*Exercise instructions*:
#1 In the passage on The Devil's Backbone, what year is the film set in?
#2 Which films does the passage on The Devil's Backbone name? Give each with its year.
#3 Retype part of the passage on The Devil's Backbone, beginning at the words "Nowhere (1997) is" and stopping after "del diablo (2001)".

*Selected excerpt*:
%%
Nowhere (1997) is currently playing through the end of the month in select theaters. It is otherwise unavailable to stream (legally).
The Devil’s Backbone / El espinazo del diablo (2001)
Director: Guillermo del Toro

“They’re bigger than us. Much stronger, yes. But there are more of us.”
A man lingers, framed in a doorway between a dark interior and the bright arid beyond. He can’t stay there, and he can’t enter the house; he belongs out there, in the desert, a wild thing. Guillermo del Toro’s 2001 allegorical ghost story, The Devil’s Backbone, set during the end of the Spanish Civil War, repeatedly references this famous sequence from John Ford’s The Searchers (1956): in del Toro’s film, the inhabitants of an isolated orphanage often linger in their doorway, looking out at a vast, desolate landscape. It’s 1939, the final year of the war. The orphanage, founded by an antifascist and her dead husband’s doctor friend to help take in the children of the Republican army, acts as a front to secretly harbor gold reserves for their cause. The orphans (and their benefactors) are hiding out in the middle of nowhere as the fighting continues, surviving on scraps and huddling in the cold dark. As the war looms outside, inside the orphanage is a ghost, possibly belonging to a missing orphan boy, and the very real threat of a violent, Fascist groundskeeper who is after the hidden gold. The film takes its title from a deeply disturbing image: an infant floating in a jar, born with its vertebrae exposed. “The devil’s backbone,” the orphanage doctor, a devout anti-fascist, explains to one of the boys. Local superstition states that this condition happens "to children who shouldn’t have been born…nobody’s children.” It’s a lie, he explains: the condition is caused by poverty and disease. The boys are the devil’s backbone of war-torn Spain: disenfranchised to the point of nonexistence. They must (and can) protect each other. If they stand together as compañero, fight as one, they are more powerful than any fascista threat, even the spectre of Francisco Franco’s imminent dictatorship. This lovely, haunting film ends where it began: with a lone adult figure standing in that same orphanage doorway, bound to death. Bound to the past.
The Devil’s Backbone (2001) is streaming on Mubi or available to rent on digital platforms.
%%
*Material supplied*:
%%
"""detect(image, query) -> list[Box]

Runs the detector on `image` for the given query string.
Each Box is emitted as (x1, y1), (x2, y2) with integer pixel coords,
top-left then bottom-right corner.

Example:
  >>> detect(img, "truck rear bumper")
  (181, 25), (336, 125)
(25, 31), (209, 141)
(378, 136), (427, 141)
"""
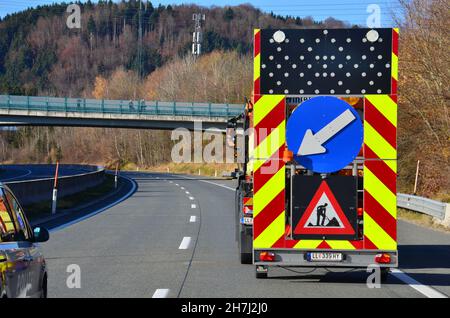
%%
*Numbered answers*:
#1 1939, the final year of the Spanish Civil War.

#2
- Nowhere (1997)
- The Devil's Backbone / El espinazo del diablo (2001)
- The Searchers (1956)

#3
Nowhere (1997) is currently playing through the end of the month in select theaters. It is otherwise unavailable to stream (legally).
The Devil’s Backbone / El espinazo del diablo (2001)